"I believe in Angels because the Bible says there are Angels; and I believe the Bible to be the true Word of God" - Billy Graham

Saturday, April 26, 2003

Doctor Mel, I presume?

Started my work day at the staff entrance, taking the temperatures of every single living, breathing person that came through. Hmm, so I read that in NUS, the people who take your temperatures have masks on. I didn't. No big deal. It was quite fun actually since I got to sit down and rest while the people filed in to take their temps. At times, it was awkward 'cos there was only one person and since we're using the thermometers that go into your mouth, we had to wait a while before the thing beeped. So for that whole time, you look at him, he looks at you, you look somewhere else, pretend to write something and impatiently wait for the beeps. One auntie, however, got me rather frustrated.

Auntie: How you use this ah?
Me: You stick it under your tongue.
Auntie: Hah? How ah? How to use this ah?
= = = = =
* Given problem 1:
Reproduce the part of the blog entry about taking temperatures from "Started my work" to "me rather frustrated.".
* Given problem 2:
In the blog entry about taking temperatures, where did the writer start the work day?
* Given problem 3:
Continue the blog entry about taking temperatures at the staff entrance from the point where it stops.

* Information supplied:
= = = = =
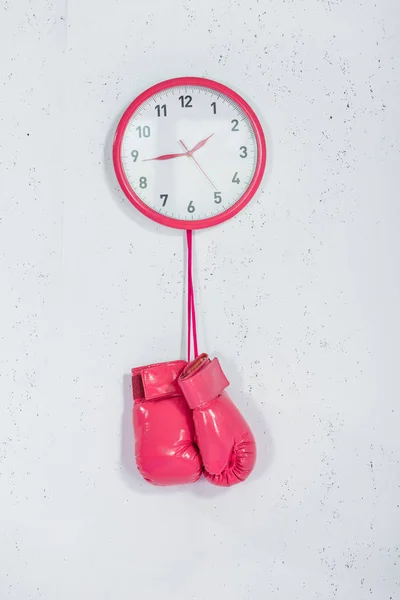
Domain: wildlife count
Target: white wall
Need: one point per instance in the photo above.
(299, 296)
= = = = =
* Final result 1:
Started my work day at the staff entrance, taking the temperatures of every single living, breathing person that came through. Hmm, so I read that in NUS, the people who take your temperatures have masks on. I didn't. No big deal. It was quite fun actually since I got to sit down and rest while the people filed in to take their temps. At times, it was awkward 'cos there was only one person and since we're using the thermometers that go into your mouth, we had to wait a while before the thing beeped. So for that whole time, you look at him, he looks at you, you look somewhere else, pretend to write something and impatiently wait for the beeps. One auntie, however, got me rather frustrated.

* Final result 2:
At the staff entrance.

* Final result 3:
Me: You put it in your mouth (open my mouth) and stick it under your tongue (point my finger in my mouth).
Auntie: Is it? Hah? Why ah? How to use ah? Why got this plastic thing ah? (tries to remove the plastic probe cover)
Me: No no, auntie. That cover is to protect you. Every one uses the same thermometer. We change the covers (auntie fiddles around, pressing the button on the thermometer).

~Uncle from Engineering dept walks in~

Me: Ok, you just follow what he does lah.

~A long time passes. Uncle's thermometer has beeped and he's probably already having his kopi in the canteen. Auntie's thermometer hasn't~

Auntie: Why so long ah? (Auntie!! Don't talk with the thermometer in your mouth!!!)
Me: Let's have a look.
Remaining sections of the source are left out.